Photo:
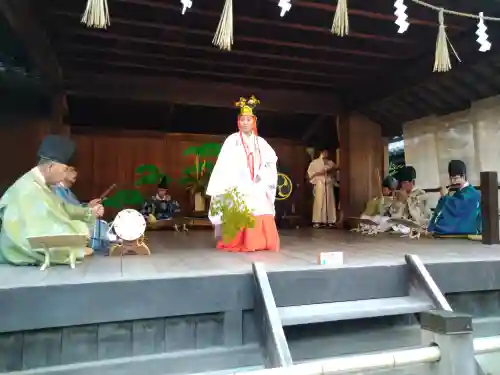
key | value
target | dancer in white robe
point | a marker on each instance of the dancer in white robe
(248, 163)
(320, 173)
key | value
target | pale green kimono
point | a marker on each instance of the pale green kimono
(30, 208)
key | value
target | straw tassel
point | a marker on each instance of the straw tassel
(340, 24)
(223, 37)
(96, 14)
(442, 61)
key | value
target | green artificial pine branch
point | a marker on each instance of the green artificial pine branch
(235, 215)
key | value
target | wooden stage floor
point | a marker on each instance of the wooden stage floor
(194, 254)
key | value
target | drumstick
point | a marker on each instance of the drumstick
(108, 190)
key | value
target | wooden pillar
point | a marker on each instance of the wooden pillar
(361, 155)
(489, 208)
(385, 157)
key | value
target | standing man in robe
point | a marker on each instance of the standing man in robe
(411, 202)
(458, 211)
(248, 163)
(320, 173)
(101, 239)
(29, 208)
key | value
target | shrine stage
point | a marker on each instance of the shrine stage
(189, 308)
(194, 254)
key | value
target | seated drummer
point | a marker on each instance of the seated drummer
(161, 206)
(29, 208)
(411, 202)
(458, 211)
(101, 238)
(378, 208)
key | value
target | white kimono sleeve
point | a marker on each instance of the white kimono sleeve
(219, 181)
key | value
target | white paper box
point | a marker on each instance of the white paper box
(331, 259)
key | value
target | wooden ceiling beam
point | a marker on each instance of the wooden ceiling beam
(265, 22)
(24, 23)
(363, 13)
(212, 50)
(420, 70)
(207, 73)
(265, 41)
(199, 93)
(90, 52)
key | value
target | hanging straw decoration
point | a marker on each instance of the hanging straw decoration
(340, 24)
(442, 61)
(223, 37)
(96, 14)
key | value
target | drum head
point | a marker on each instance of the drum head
(129, 225)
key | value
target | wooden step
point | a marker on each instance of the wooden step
(336, 311)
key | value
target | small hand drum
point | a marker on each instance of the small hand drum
(130, 226)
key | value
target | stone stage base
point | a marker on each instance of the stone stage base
(190, 308)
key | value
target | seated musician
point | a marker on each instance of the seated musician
(29, 208)
(377, 209)
(411, 202)
(101, 239)
(160, 206)
(458, 211)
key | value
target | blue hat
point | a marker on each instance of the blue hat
(57, 148)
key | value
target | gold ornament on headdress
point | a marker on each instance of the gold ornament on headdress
(247, 105)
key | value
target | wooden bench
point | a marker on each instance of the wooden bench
(49, 244)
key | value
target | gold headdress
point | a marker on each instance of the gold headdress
(247, 105)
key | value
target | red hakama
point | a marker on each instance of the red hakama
(263, 236)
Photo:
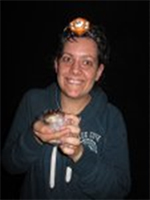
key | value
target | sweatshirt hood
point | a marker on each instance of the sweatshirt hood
(97, 104)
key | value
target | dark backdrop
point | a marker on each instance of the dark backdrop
(29, 39)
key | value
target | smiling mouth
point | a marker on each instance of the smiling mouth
(74, 81)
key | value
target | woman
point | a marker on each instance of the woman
(87, 156)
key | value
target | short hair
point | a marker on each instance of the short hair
(94, 32)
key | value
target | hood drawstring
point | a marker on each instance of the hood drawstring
(68, 175)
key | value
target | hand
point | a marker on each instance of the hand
(70, 143)
(43, 133)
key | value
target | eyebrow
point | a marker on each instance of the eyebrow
(83, 56)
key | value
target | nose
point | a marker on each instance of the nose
(75, 68)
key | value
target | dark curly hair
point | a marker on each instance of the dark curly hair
(96, 33)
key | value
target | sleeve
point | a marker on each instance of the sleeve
(20, 148)
(107, 176)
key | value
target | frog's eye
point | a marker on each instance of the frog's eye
(79, 26)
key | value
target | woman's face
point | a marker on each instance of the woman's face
(77, 69)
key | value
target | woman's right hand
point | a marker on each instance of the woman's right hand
(43, 133)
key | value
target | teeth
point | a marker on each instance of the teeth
(72, 81)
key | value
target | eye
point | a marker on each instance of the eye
(67, 59)
(87, 63)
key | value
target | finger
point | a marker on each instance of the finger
(70, 141)
(40, 126)
(72, 119)
(74, 130)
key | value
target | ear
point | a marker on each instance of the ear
(99, 72)
(56, 66)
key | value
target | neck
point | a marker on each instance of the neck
(74, 106)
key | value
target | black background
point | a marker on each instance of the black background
(29, 38)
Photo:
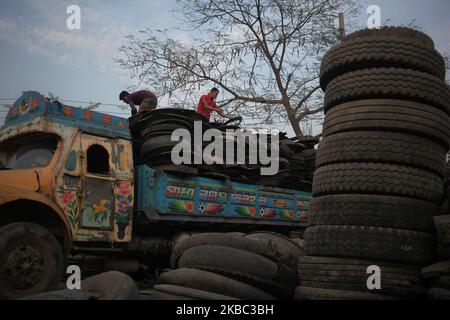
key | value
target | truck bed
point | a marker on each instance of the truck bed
(164, 196)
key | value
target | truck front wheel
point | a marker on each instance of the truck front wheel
(31, 260)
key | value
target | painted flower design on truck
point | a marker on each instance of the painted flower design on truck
(69, 200)
(124, 204)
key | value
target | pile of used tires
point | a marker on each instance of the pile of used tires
(380, 167)
(112, 285)
(152, 132)
(217, 266)
(437, 275)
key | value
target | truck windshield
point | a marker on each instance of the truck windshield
(29, 153)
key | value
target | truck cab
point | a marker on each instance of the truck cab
(68, 183)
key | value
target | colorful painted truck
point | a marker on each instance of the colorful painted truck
(68, 185)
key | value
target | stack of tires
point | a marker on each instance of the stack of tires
(210, 266)
(379, 168)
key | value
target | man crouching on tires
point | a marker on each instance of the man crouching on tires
(145, 99)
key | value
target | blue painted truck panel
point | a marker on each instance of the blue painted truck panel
(164, 196)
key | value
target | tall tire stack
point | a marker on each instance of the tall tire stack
(254, 266)
(379, 168)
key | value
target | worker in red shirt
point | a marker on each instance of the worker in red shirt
(207, 104)
(146, 100)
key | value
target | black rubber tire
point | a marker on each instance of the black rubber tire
(395, 280)
(270, 245)
(171, 292)
(308, 293)
(61, 295)
(436, 270)
(213, 282)
(23, 240)
(371, 243)
(389, 115)
(112, 285)
(373, 210)
(388, 83)
(408, 271)
(420, 38)
(380, 51)
(404, 289)
(152, 146)
(230, 240)
(438, 294)
(278, 247)
(377, 178)
(245, 266)
(384, 147)
(167, 128)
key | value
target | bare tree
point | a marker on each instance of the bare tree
(264, 54)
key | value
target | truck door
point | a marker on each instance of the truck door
(97, 186)
(107, 189)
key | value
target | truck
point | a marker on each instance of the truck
(69, 185)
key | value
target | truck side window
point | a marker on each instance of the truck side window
(97, 160)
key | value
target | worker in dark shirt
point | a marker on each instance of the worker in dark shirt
(146, 100)
(207, 104)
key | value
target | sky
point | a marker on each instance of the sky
(39, 52)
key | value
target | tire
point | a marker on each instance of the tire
(436, 270)
(61, 295)
(111, 285)
(442, 282)
(395, 280)
(407, 271)
(388, 83)
(278, 247)
(244, 266)
(420, 38)
(379, 179)
(389, 115)
(23, 240)
(404, 289)
(212, 282)
(438, 294)
(373, 210)
(380, 52)
(167, 128)
(230, 240)
(308, 293)
(171, 292)
(371, 243)
(151, 147)
(383, 147)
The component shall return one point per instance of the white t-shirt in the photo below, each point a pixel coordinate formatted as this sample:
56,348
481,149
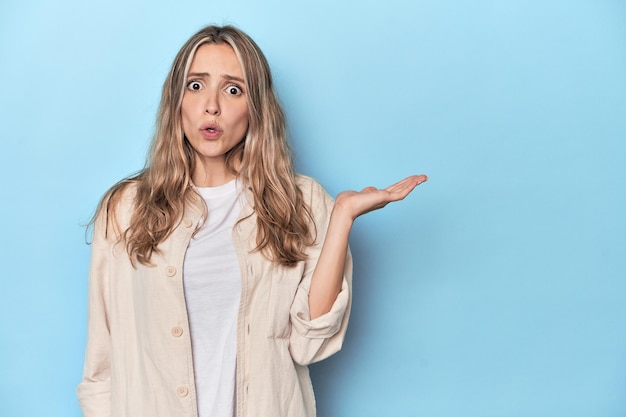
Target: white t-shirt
212,281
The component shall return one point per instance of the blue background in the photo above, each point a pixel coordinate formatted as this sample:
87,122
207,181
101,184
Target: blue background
496,289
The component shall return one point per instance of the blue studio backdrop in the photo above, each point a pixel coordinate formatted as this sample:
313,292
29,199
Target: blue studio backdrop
496,289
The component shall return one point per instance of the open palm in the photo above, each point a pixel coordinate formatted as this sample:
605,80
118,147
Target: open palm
356,203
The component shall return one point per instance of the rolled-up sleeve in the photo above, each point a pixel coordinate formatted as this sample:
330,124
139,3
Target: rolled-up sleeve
94,391
314,340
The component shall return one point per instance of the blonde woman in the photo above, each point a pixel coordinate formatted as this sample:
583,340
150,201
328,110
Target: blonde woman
217,274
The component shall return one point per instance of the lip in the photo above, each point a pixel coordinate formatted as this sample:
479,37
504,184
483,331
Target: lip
211,130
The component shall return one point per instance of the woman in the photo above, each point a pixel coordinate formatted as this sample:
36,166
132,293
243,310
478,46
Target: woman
217,274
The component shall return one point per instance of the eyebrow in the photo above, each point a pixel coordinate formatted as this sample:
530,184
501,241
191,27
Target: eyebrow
206,74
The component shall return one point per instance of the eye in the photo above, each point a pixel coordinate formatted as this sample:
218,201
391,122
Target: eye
234,90
194,85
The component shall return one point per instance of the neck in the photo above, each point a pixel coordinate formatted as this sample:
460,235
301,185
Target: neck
211,173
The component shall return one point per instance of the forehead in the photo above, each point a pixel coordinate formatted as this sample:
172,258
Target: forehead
216,59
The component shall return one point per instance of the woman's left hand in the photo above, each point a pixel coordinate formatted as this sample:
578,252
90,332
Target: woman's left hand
356,203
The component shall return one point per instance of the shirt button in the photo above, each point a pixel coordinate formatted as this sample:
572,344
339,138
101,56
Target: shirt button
182,391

- [STATED PROBLEM]: Can you reproduce the data above verbatim, starting at the line that contains "of the forehead" and ending at the final line of the data?

- [IN RESPONSE]:
The component shall return one point per instance of the forehead in the photo above, each point a pixel coordinate formatted as this sample:
172,258
Target: forehead
216,59
The component shall return one point per instance of the woman's left hand in the photo above, each point a pixel coordinate formatted as this sample:
578,252
90,332
Target: woman's left hand
356,203
The component shall return one point per instance of the shirt button in the photo above, each point a pixel coordinate formatted as this sample:
572,344
339,138
101,56
Target: shirt button
182,391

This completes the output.